=== AIM OF THE EXERCISE ===
Format the rows as a JSON list of strings, one string per line with blank lines omitted. Begin at the line that contains "Find the **blurred" and stop after the last line of the rows.

=== MATERIAL PROVIDED ===

▼

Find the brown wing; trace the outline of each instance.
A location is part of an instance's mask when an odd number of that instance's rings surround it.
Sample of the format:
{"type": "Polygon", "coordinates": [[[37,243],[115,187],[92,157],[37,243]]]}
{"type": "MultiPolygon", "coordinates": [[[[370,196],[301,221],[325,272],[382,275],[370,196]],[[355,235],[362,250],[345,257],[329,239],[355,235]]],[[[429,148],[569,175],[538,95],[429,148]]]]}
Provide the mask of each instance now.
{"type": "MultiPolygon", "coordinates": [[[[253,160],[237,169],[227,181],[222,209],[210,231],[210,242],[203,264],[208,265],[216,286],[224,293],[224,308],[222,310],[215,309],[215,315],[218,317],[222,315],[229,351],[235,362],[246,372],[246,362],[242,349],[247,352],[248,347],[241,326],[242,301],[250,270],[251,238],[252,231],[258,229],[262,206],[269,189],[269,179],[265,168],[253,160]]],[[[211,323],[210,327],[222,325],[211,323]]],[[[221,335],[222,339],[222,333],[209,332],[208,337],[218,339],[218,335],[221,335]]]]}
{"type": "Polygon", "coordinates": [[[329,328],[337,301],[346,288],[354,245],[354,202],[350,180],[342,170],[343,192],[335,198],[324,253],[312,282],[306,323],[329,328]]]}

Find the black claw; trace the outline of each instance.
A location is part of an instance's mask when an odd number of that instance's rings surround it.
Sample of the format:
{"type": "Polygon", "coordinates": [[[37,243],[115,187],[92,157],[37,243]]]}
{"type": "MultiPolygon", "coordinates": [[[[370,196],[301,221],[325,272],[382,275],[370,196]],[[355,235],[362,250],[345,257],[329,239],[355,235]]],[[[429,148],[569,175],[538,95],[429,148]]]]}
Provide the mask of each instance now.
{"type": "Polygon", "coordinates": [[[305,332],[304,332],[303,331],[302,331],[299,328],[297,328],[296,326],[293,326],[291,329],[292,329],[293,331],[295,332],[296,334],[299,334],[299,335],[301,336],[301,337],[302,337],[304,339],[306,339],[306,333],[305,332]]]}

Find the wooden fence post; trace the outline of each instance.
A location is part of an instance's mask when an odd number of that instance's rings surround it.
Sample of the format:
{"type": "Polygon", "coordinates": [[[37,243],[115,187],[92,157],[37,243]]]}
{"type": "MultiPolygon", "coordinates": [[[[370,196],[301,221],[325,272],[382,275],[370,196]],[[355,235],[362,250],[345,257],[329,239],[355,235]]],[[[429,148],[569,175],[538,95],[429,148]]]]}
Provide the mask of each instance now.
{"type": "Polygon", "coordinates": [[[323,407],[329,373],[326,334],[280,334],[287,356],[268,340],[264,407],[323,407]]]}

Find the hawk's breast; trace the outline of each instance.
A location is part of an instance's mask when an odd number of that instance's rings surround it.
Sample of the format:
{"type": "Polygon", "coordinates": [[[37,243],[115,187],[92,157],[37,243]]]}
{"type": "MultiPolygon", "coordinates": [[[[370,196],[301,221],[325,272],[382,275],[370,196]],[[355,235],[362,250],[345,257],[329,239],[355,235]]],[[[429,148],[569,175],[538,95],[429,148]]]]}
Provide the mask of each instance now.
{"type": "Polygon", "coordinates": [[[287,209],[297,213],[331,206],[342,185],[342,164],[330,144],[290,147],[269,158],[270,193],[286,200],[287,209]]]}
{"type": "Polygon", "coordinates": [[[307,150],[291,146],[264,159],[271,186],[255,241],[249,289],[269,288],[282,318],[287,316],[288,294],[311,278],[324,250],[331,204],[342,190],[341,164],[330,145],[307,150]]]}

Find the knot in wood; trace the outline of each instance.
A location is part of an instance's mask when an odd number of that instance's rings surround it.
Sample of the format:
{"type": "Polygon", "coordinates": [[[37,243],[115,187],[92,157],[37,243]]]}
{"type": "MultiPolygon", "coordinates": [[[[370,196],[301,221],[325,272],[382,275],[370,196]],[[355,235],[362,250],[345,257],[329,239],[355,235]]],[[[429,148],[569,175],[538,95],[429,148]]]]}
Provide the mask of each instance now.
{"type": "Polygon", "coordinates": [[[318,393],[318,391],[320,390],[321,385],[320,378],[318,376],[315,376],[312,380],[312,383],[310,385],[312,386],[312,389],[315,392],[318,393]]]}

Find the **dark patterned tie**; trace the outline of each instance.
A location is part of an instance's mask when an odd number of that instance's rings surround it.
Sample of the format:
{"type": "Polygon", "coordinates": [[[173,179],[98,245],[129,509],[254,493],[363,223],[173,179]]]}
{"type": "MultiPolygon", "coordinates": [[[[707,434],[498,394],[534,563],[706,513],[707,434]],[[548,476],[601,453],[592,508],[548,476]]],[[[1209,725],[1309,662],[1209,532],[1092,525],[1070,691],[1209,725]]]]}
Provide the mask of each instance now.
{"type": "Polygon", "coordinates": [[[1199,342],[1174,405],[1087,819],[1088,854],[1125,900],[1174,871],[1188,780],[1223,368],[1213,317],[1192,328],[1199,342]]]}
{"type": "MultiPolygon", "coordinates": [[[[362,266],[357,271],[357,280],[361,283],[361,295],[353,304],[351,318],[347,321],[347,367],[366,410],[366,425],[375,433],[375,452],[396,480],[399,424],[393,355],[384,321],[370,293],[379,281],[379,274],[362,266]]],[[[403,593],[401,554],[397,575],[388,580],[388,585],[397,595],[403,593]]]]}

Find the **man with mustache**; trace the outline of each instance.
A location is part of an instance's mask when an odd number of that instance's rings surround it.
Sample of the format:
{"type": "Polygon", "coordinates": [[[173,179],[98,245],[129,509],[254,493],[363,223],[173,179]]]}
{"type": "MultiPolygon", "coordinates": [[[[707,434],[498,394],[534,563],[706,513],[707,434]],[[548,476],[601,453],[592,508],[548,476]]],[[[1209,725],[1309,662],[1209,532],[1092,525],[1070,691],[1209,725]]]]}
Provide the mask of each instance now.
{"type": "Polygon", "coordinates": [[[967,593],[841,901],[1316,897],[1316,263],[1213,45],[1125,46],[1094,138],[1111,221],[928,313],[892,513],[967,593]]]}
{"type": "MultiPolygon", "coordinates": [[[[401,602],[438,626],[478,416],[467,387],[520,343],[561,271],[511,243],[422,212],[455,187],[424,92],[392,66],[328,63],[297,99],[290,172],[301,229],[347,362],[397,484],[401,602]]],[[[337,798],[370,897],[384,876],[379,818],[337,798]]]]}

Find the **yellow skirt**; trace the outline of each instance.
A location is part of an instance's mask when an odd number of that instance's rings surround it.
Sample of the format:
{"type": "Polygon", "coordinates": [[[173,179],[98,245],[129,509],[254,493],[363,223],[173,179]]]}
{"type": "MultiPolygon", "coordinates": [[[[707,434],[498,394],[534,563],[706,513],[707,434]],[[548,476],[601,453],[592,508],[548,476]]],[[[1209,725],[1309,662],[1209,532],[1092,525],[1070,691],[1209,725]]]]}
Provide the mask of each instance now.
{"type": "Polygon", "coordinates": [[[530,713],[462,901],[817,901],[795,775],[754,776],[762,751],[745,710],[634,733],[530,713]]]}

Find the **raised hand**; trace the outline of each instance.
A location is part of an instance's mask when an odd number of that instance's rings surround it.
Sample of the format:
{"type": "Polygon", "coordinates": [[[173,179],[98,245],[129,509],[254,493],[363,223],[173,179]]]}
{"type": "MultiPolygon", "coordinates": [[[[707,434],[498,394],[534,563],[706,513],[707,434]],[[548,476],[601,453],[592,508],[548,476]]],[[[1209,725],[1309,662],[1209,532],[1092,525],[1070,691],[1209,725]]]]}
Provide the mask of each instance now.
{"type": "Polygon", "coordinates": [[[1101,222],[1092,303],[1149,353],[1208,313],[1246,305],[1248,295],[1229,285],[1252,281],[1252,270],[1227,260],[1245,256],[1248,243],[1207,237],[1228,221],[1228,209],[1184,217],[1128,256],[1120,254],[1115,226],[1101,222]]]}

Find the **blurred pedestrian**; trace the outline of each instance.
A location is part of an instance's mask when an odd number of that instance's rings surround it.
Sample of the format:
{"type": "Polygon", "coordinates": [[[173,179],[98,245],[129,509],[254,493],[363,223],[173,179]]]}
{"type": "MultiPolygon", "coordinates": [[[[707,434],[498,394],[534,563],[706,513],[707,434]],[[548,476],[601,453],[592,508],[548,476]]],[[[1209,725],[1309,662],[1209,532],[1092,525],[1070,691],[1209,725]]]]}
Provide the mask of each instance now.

▲

=== EXERCISE ANSWER ===
[
  "Find the **blurred pedestrian**; trace the outline of each instance.",
  "A location is part of an instance's mask when an odd number of that instance's rings surround it.",
  "Sample of the format:",
  "{\"type\": \"Polygon\", \"coordinates\": [[[173,179],[98,245],[129,509],[254,493],[363,223],[173,179]]]}",
  "{\"type\": \"MultiPolygon\", \"coordinates\": [[[[707,434],[498,394],[534,563],[706,513],[707,434]],[[548,476],[601,453],[592,508],[548,476]]],[[[1209,725],[1309,662],[1209,532],[1092,525],[1070,691],[1209,725]]]]}",
  "Provide the mask of each instance now."
]